PASSAGE PROVIDED:
*** Begin section ***

July 11, 2014 in Features

Bateman makes ‘Bad Words’ good

Rick Bentley Mcclatchy-Tribune
 

New DVD releases spell viewing fun.

• “Bad Words” A-minus: It’s time to break out the thesaurus to find enough adjectives to describe this comedy, which has an adult (Jason Bateman) competing in a spelling bee for elementary school students. We’ll go with this: The film is splendiferous.

Bateman also shows great skill as a director as he mixes in light moments to keep the movie from collapsing into a black hole of comedy. His pacing is just right to make the stagnant world of a spelling bee come across as exciting. He also allows the supporting cast to shine.

For a novice director, Bateman shows tremendous courage by selecting this as his feature film debut. When a film wades so deep into political incorrectness, there is a good chance of getting in over your head.

Bateman, though, has a knack for good storytelling and making it OK to laugh at the most improper situations.

• “LeWeek-End” B: This senior citizen answer to “Before Midnight” follows an aging married couple as they make a weekend trip to Paris to look for the love and passion that brought them together 30 years ago. Life has taken its toll on their romance, and now the pair seek signs of emotional sanity in a world that’s rapidly deteriorating.

*** End section ***

QUESTIONS ON THE MATERIAL:
[1] Transcribe the review of new DVD releases from "July 11, 2014" to "in over your head.".
[2] Name every film title mentioned in the review of new DVD releases.
[3] Please write the next part of the review of new DVD releases, starting after its final sentence.
The items are separate material with no connection to the review of new DVD releases.

STORED DATA:

*** Begin section ***

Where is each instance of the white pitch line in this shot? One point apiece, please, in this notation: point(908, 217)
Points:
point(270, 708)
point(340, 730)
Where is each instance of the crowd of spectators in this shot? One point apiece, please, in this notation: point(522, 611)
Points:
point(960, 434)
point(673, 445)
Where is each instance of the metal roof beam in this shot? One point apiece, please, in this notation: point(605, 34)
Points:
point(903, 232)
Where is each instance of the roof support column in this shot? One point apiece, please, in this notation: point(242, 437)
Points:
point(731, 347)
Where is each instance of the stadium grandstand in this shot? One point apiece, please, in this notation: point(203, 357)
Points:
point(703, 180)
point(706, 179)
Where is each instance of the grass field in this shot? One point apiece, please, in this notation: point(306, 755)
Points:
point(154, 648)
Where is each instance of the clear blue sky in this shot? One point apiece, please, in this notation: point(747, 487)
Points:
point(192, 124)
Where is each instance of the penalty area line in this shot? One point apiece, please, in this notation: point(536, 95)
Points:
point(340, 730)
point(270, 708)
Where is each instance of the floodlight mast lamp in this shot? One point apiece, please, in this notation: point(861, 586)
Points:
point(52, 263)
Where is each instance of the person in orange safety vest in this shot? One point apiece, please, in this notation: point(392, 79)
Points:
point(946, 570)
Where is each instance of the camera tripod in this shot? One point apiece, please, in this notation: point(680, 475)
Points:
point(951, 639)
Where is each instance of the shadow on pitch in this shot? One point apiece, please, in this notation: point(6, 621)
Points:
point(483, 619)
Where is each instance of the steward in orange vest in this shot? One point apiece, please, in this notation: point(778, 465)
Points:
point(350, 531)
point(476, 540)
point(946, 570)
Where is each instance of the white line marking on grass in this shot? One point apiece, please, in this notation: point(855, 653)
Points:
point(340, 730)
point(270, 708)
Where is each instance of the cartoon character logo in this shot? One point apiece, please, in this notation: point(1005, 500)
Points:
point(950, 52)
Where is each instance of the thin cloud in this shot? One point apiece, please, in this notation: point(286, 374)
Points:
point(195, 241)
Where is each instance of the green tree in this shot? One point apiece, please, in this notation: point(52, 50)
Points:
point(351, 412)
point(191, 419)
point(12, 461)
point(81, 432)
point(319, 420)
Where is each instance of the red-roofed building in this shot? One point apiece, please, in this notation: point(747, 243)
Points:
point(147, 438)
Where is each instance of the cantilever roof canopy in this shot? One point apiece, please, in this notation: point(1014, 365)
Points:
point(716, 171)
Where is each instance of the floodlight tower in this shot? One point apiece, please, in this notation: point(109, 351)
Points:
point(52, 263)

*** End section ***

ACTIVITY ANSWERS:
[1]
July 11, 2014 in Features

Bateman makes ‘Bad Words’ good

Rick Bentley Mcclatchy-Tribune
 

New DVD releases spell viewing fun.

• “Bad Words” A-minus: It’s time to break out the thesaurus to find enough adjectives to describe this comedy, which has an adult (Jason Bateman) competing in a spelling bee for elementary school students. We’ll go with this: The film is splendiferous.

Bateman also shows great skill as a director as he mixes in light moments to keep the movie from collapsing into a black hole of comedy. His pacing is just right to make the stagnant world of a spelling bee come across as exciting. He also allows the supporting cast to shine.

For a novice director, Bateman shows tremendous courage by selecting this as his feature film debut. When a film wades so deep into political incorrectness, there is a good chance of getting in over your head.

[2] "Bad Words", "LeWeek-End", "Before Midnight"

[3]
Nick (Jim Broadbent) adores Meg (Lindsay Duncan) and wants to show her through the trip. Instead, the two reveal how they feel about each other, their future and their place as parents.

Director Roger Michell shows complete trust in Broadbent and Duncan, who give the script by Hanif Kureishi the emotional spark needed to hold the audience’s attention. Broadbent and Duncan are so good that they make the tale of love and marriage feel timeless.

• “The Soul Man: The Complete First Season” B-minus: The cable series starring Cedric “The Entertainer” as a Las Vegas singer who moves back to St. Louis to preach at his father’s church is an uneven comedy. Cedric gives the series a fun energy, and John Beasley, who plays his father, anchors the show.

But Niecy Nash doesn’t quite fit playing the preacher’s wife. Those problems do get ironed out in later episodes but are very problematic in the first season.

Also out on DVD:

“Rigor Mortis”: Suicidal actor awakens dark spirits.

“Prisoners of War: Season One”: Three Israeli soldiers held captive for 17 years try to rebuild their lives.

“Jodorowsky’s Dune”: A look at Alejandro Jodorowsky’s doomed attempt to film Frank Herbert’s “Dune.”

“On Va Jouer (Let’s Play)”: Newest release in the “French for Kids” series.

“Wings: Sky Force Heroes”: Ace (Josh Duhamel) is a heroic pilot seeking redemption in this animated offering.

“The Raid 2”: Cop goes undercover to work with a powerful criminal.

“Lake Placid”: The horror film starring Bill Pullman is now on Blu-ray.

“Walker, Texas Ranger: One Riot One Ranger”: Two-hour premiere episode that launched the Chuck Norris series.

“Kid Cannabis”: Lives of losers are changed when they start trafficking marijuana.

“Stage Fright”: Young actress learns that auditions can be deadly.

“Don Peyote”: Midlife crisis sends a stoner on the drug trip of a lifetime.

“Southern Comfort”: The 1981 Walter Hill film starring Powers Boothe and Peter Coyote is now on Blu-ray.

“The Class of ’92”: Documentary about six working-class boys who find soccer fame.

“Hunting the Legend”: Three friends look for the truth behind a mythical beast.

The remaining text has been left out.